# [PROBLEM STATEMENT]
When transcribing the entries, keep each one exactly as it is.

[Stored items from a collection]
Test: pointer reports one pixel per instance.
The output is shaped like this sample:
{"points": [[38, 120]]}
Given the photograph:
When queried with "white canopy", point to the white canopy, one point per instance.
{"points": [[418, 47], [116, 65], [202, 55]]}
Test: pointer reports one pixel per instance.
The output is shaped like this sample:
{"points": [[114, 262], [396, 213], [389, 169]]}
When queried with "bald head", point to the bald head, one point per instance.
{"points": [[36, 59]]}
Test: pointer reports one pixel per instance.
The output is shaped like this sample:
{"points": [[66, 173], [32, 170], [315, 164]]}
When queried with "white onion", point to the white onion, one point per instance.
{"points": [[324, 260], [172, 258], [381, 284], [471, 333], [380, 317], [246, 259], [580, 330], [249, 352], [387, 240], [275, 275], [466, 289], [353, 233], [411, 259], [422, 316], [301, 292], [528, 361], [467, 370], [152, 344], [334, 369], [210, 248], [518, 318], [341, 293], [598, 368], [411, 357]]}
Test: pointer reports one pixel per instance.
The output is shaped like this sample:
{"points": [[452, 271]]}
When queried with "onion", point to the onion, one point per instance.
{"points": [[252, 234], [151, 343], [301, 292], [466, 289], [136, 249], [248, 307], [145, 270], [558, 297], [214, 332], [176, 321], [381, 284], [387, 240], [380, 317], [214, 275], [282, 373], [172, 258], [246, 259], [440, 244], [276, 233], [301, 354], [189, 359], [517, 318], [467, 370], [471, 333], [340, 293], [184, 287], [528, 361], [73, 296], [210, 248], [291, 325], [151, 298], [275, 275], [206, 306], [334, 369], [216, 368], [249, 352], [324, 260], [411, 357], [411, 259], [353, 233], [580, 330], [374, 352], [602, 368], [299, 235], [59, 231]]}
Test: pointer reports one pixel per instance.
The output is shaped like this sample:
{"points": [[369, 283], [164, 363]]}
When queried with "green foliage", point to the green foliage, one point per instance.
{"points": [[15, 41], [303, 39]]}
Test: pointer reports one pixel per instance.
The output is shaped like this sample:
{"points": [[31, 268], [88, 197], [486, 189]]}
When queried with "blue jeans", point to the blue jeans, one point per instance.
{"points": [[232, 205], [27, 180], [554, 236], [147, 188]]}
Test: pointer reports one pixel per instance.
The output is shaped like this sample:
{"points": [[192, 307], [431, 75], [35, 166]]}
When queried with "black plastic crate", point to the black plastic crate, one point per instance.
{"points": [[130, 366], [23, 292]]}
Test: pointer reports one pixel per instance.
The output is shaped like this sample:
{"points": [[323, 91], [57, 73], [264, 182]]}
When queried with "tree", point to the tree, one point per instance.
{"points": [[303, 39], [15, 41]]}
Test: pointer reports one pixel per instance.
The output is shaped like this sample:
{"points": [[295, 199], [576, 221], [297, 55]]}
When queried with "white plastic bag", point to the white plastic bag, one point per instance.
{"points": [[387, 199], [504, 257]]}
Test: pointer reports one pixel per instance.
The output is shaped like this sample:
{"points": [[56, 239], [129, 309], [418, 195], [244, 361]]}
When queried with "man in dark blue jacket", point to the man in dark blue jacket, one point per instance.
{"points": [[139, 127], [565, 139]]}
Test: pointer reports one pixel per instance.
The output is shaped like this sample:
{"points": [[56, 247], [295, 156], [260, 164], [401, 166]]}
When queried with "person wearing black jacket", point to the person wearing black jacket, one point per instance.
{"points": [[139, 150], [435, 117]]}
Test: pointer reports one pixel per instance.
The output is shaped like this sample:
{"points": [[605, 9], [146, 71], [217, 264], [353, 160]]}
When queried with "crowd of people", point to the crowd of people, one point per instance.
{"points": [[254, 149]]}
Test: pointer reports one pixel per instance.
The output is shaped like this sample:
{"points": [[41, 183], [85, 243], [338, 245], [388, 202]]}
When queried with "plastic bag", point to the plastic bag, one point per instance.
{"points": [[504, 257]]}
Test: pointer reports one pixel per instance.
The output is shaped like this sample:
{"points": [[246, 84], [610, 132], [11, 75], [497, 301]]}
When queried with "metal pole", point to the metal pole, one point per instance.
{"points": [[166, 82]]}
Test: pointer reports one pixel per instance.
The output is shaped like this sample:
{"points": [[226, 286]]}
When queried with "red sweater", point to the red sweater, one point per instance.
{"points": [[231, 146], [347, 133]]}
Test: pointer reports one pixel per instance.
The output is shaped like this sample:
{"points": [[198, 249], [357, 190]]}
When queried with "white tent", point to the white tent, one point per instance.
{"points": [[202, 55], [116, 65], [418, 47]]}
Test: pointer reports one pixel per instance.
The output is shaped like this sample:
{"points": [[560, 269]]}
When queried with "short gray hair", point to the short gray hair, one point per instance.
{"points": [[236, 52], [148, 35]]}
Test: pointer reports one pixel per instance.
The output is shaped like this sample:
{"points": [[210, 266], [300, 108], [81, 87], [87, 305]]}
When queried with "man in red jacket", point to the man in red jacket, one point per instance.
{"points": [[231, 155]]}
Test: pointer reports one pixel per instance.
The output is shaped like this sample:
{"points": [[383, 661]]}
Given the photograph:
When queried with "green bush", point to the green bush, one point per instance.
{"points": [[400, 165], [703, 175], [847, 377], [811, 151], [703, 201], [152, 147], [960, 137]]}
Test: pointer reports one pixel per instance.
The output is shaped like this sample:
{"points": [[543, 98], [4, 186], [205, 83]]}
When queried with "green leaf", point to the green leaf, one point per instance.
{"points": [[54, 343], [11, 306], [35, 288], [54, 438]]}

# [RESULT FOR THIS EXERCISE]
Test: pointer reports one pixel per instance.
The output is shaped like this sample:
{"points": [[38, 120]]}
Given the photograph:
When queried with "white canopy", point to the white canopy, one point per instance.
{"points": [[418, 47], [116, 65], [202, 55]]}
Test: pointer reports one pixel per instance.
The output is shaped like this sample:
{"points": [[114, 262], [396, 213], [389, 169]]}
When queried with "bald head", point to the bald head, one point per instance.
{"points": [[36, 59]]}
Test: pointer reports one pixel per instance.
The output is shaped like this sample:
{"points": [[66, 173], [32, 170], [315, 164]]}
When queried with "white onion", point to the white onion, one point per instance.
{"points": [[324, 260], [172, 258], [381, 284], [471, 333], [380, 317], [246, 259], [580, 330], [249, 352], [387, 240], [275, 275], [466, 289], [353, 233], [411, 259], [422, 316], [301, 292], [528, 361], [467, 370], [152, 344], [334, 369], [210, 248], [518, 318], [341, 293], [598, 368], [411, 357]]}
Test: pointer reports one pixel per instance.
The output is shaped like this sample:
{"points": [[452, 271]]}
When queried with "onion", point to the onion, one point per instance.
{"points": [[252, 234], [151, 343], [301, 292], [466, 289], [136, 249], [248, 307], [145, 270], [558, 297], [214, 332], [176, 321], [381, 284], [387, 240], [380, 317], [214, 275], [282, 373], [172, 258], [246, 259], [440, 244], [276, 233], [301, 354], [189, 359], [517, 318], [467, 370], [471, 333], [340, 293], [184, 287], [528, 361], [73, 296], [210, 248], [291, 325], [151, 298], [275, 275], [206, 306], [334, 369], [216, 368], [249, 352], [324, 260], [411, 357], [411, 259], [353, 233], [580, 330], [374, 352], [602, 368], [299, 235], [59, 231]]}
Test: pointer reports one pixel per instance.
The output is shaped like this sample:
{"points": [[369, 283], [164, 363]]}
When queried with "green foliage", point to the green foliage, one point per instance.
{"points": [[15, 41], [303, 39]]}
Test: pointer reports one pixel per instance.
The output is shaped like this sample:
{"points": [[31, 268], [88, 197], [486, 189]]}
When queried with "blue jeans", point to the blue jeans, one point per instance.
{"points": [[232, 205], [27, 180], [554, 236], [147, 188]]}
Test: pointer reports one pixel per instance.
The output is shaped like this sample:
{"points": [[192, 307], [431, 75], [35, 166]]}
When queried with "black plastic crate", point to the black plastic crate, one point per instance.
{"points": [[130, 366], [23, 292]]}
Test: pointer reports one pixel per instance.
The output is shaped like this sample:
{"points": [[323, 91], [57, 73], [264, 182]]}
When queried with "tree", point to the tree, one point per instance.
{"points": [[303, 39], [15, 41]]}
Test: pointer reports one pixel per instance.
The output is shaped like this sample:
{"points": [[295, 199], [576, 221], [297, 55]]}
When queried with "white plastic bag", point to the white plastic bag, one point per instance.
{"points": [[387, 199], [504, 257]]}
Test: pointer reports one pixel per instance.
The output is shaped like this sample:
{"points": [[56, 239], [129, 309], [418, 195], [244, 361]]}
When queried with "man in dark blue jacket", point to the man in dark blue jacket, one point per instance.
{"points": [[139, 127], [565, 139]]}
Test: pointer reports one pixel per instance.
The output is shaped like this sample:
{"points": [[56, 247], [295, 156], [260, 164], [401, 166]]}
When queried with "person wearing black jacket", point to the person wearing black jacket, one point per instance.
{"points": [[139, 150], [435, 117]]}
Test: pointer reports one pixel per instance.
The output is shaped like this sample:
{"points": [[605, 9], [146, 71], [217, 264], [353, 160]]}
When queried with "crowd of people", point to the crowd of people, one point per instance.
{"points": [[254, 149]]}
Test: pointer reports one pixel per instance.
The output is shaped like this sample:
{"points": [[41, 183], [85, 243], [338, 245], [388, 202]]}
When queried with "plastic bag", point to the plastic bag, one point per instance.
{"points": [[504, 257]]}
Test: pointer reports one pixel per instance.
The output is shaped like this sample:
{"points": [[246, 84], [610, 132], [11, 75], [497, 301]]}
When queried with "metal pole", point to the metal pole, one point per instance.
{"points": [[166, 82]]}
Test: pointer reports one pixel per instance.
The output is shaped like this sample:
{"points": [[226, 286]]}
When queried with "red sweater", point to the red sweater, one point per instance.
{"points": [[231, 146], [347, 133]]}
Test: pointer reports one pixel per instance.
The output is shaped like this sample:
{"points": [[198, 249], [357, 190]]}
When queried with "white tent", point to the white tent, one point per instance.
{"points": [[202, 55], [116, 65], [418, 47]]}
Test: pointer reports one pixel per instance.
The output is shaped like this sample:
{"points": [[560, 269]]}
When queried with "short gray hair", point to the short gray hair, one point per instance.
{"points": [[236, 52], [148, 35]]}
Test: pointer reports one pixel per instance.
The output is shaped like this sample:
{"points": [[210, 266], [300, 108], [81, 87], [87, 305]]}
When queried with "man in red jacket", point to the man in red jacket, one point per instance.
{"points": [[231, 155]]}
Test: pointer reports one pixel per instance.
The output is shaped like this sample:
{"points": [[383, 661]]}
Given the photograph:
When queried with "green bush", point to the green bush, one point per instance.
{"points": [[400, 165], [703, 175], [847, 377], [811, 151], [703, 201], [152, 147], [960, 137]]}
Test: pointer reports one pixel per instance.
The output is shaped like this sample:
{"points": [[543, 98], [4, 186], [205, 83]]}
When queried with "green leaf", point to the green leaf, one point per instance.
{"points": [[54, 343], [11, 306], [35, 288], [54, 438]]}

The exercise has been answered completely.